◆ Source passage:

# Fitting an omivent and reversing camera to a 680 Starline



## alunj (Sep 5, 2007)

Has anyone else done this on a 2001/2 680G Starline?
I want to put the omnivent in the rear bed room to replace the roof light
Before I pull the old one out I have read there may be 12V in the area anyone found it? if not any suggestions for getting 12V to that area neatly ?

Also I have a nice camera to fit to the back but wonder where best to route the cable in.


----------



## Hovis (Mar 28, 2007)

I have just fitted a Reverse Camera Kit to our C640 Starline. I took the cable through the inside of the 'van Being a second hand purchase there was plastic trunking running around the O/S lockers.I also renewed some of the old the match in. It is all a bit of "suck it and see" to use the best route. If the trunking (self adhesive from B&Q) is fitted inside the lockers you can hide a lot of the run. The lead for the auto reverse was taken underneath the 'van and tied to an original cable run, to eventually enter into the reversing light cluster. I took the power form the rear of the cigar lighter-via a fuse, so that I can use it without the engine being switched on - a good snnoper if you think someone is about round the rear!
The old adage of " measure twice, cut once" is to be borne in mind when siteing the camera on the outside rear.Mine entered into a rear roof locker, but I still had to make doubly sure so as not to enter into the toilet compartment - So be careful, be very careful!! as they say.
Best of luck,
Hovis :wink:


----------



## hilldweller (Mar 8, 2008)

Hovis said:


> If the trunking (self adhesive from B&Q) is fitted


Oh yes. They have some brilliant plastic trunking about 6mm x 12mm, not self adhesive but double sided tape solves that.

It got me out of trouble on a nasty run through the living area and it's quite unnoticeable.


----------



## alunj (Sep 5, 2007)

Well the camera is done.

Cut 21mm hole about 30mm below the top of the rear Alu panel.
This leads behind the wooden trim of the bed area, removed the trim (five screws)

Fixed camera to plasic section below hi level brake light with Stainless screws and sikaflex, routed cable thru hole with 21mm grommet bedded in sika .
Filled insulation space with rockwool.

Cables run behind wood trim, into existing conduit at rear lhs, into gragae, into bottom of wardrobe and under fridge. Behind cooker cupboards and under the kick strip of the door. Then above inside of gas locker to screen on dash.

Happy much easier to judge rear 'swing out' now too.

Next Omnivent but am now considering the waco cool air instead

http://www.outdoorbits.com/waeco-coolair-ca1000ac-p-323.html

Any reviews of that ?


----------

◆ List of tasks:
1. According to the forum thread, what size hole was cut for the camera cable, and where on the rear panel?
2. Transcribe the forum thread word for word, starting at the words "Oh yes. They" and ending after "rear Alu panel.".

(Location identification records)

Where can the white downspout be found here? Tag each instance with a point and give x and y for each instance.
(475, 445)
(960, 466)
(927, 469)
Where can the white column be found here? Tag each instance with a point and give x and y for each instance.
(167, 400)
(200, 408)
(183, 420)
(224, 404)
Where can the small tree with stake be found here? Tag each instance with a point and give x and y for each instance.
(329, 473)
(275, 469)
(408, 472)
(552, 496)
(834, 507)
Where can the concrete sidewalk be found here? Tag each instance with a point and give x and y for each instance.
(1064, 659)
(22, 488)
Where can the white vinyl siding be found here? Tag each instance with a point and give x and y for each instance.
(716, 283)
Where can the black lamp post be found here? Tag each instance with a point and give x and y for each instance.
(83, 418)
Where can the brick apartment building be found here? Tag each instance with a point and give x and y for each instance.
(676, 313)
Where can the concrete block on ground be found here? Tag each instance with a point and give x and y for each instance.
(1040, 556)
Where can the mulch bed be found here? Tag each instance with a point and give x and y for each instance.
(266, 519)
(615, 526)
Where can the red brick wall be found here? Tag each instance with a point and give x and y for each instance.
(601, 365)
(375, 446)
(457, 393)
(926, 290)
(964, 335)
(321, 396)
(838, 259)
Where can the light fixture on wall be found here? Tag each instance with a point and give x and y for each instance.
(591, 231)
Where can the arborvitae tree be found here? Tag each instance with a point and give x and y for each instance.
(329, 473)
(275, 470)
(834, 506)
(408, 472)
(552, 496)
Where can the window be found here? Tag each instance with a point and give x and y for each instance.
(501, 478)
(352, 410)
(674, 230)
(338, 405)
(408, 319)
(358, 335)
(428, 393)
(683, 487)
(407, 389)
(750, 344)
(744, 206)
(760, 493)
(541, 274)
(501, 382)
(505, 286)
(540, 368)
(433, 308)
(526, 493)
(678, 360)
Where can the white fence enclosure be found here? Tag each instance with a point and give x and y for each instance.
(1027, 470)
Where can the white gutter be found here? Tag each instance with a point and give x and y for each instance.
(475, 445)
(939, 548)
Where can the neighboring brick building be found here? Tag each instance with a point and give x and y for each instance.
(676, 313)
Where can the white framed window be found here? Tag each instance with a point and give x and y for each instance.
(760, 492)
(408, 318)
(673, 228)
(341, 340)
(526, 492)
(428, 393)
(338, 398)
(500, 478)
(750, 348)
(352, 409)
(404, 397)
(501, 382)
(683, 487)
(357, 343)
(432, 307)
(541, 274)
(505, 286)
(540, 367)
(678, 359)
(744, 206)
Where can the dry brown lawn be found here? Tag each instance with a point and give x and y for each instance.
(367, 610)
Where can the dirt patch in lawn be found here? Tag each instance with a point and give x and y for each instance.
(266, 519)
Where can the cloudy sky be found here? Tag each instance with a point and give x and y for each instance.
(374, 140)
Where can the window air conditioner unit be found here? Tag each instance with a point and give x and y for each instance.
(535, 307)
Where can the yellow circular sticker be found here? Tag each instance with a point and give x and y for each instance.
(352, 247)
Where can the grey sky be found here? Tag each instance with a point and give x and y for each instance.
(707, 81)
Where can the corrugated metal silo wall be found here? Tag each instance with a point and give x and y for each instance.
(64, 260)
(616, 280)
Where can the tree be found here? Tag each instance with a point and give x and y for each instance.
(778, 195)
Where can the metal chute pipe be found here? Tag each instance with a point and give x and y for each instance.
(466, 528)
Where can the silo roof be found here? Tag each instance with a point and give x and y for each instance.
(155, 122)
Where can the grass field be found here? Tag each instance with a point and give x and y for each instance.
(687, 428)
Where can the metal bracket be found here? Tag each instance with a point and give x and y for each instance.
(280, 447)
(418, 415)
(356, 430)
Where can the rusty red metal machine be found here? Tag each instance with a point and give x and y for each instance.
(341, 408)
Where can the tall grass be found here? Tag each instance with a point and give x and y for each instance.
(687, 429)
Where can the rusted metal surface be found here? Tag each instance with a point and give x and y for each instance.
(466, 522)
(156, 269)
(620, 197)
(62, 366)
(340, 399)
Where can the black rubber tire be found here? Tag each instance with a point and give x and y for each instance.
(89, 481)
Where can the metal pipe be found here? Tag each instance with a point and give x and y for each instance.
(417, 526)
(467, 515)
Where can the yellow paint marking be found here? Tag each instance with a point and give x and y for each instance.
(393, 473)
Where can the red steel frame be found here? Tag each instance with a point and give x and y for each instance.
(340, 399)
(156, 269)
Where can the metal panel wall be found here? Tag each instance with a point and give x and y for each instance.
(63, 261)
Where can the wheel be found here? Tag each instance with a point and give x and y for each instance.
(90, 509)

◆ Outputs by task:
1. A 21mm hole, about 30mm below the top of the rear Alu panel.

2.
Oh yes. They have some brilliant plastic trunking about 6mm x 12mm, not self adhesive but double sided tape solves that.

It got me out of trouble on a nasty run through the living area and it's quite unnoticeable.


----------



## alunj (Sep 5, 2007)

Well the camera is done.

Cut 21mm hole about 30mm below the top of the rear Alu panel.